Alıştırmanın Amacı: Yurttaş haberciliği seminerini anlatan metni, kaldığı yerden itibaren sürdürünüz.

YURTTAŞ HABERCİLİĞİ
Erzurum Büyükşehir Belediyesi EKOSEP Koordinasyon Birim Üyesi Abdurrahman Müftüoğlu’nun yaptığı açılış konuşmasının ardından söz alan Anadolu Üniversitesi İletişim Fakültesi Araştırma Görevlisi Çağdaş Ceyhan, “Sosyal Hizmetler Sunumunda Basının Önemi ve Yurttaş Gazetecilik” konusunu ele aldı. Erzurum’dan yaygın ve yerel medya temsilcilerinin katıldıkları seminerde konuşan Ceyhan, ‘Yurttaş Gazetecilik’i, haberin kaynağına inme ve sahadan bildirme olarak tanımladı. Medyanın, egemen güçlerin elinde bulunduğunu, bu nedenle belirli bölge ya da sınıfa tabi olan insanların sesini duyurmamaya başladığını vurgulayan Ceyhan, “İş o kadar çığırından çıkarıldı ki, medya artık siyasi ya da ekonomik çıkarlar elde edebilmek için kullanılan bir güce dönüştü.” dedi.

Veri Kümesinden Kesit:

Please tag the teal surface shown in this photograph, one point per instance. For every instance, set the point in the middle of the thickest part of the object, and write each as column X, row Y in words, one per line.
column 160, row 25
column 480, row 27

Sonuç:
KAYNAKTAN UZAK HABERLER, UÇUK YORUMLAR..
Medyanın, kamuoyunu bilgilendirme, bilinçlendirme ve yönlendirme görevinin bulunduğunu, esas itibariyle de, medyanın görevinin bu şekilde tanımlandığına dikkati çeken Çağdaş Ceyhan, “Medya işten atılan çalışanları haber yaptı, ama buna neyin sebep olduğunu araştırmadı. Cinayetleri yazdı, fakat olayın sosyal, ekonomik, ya da kültürel boyutunu irdelemedi. Neden, çünkü medyayı elinde bulunduran egemen güçler böyle istedi. Bu durum zamanla iktidarlar doğurdu, güçler yarattı.” diye konuştu. Günümüzde ihtiyaç sahibi ailelere yapılan yardımların bile, artık özellikle bu amaçla hazırlanan programlarla afişe edildiğini belirten Ceyhan, “Yardıma muhtaç olan insanların çokluğu ya da artışı, bu tür programların yapılmasına araç olmaya başladı. Ve ilginçtir, bu tür programlar bile artık medya için para kazanma yolu olarak görülmeye başlandı.” dedi.
“MEDYA KARABULUT CİNAYETİNİ, DİZİ HALİNE GETİRDİ”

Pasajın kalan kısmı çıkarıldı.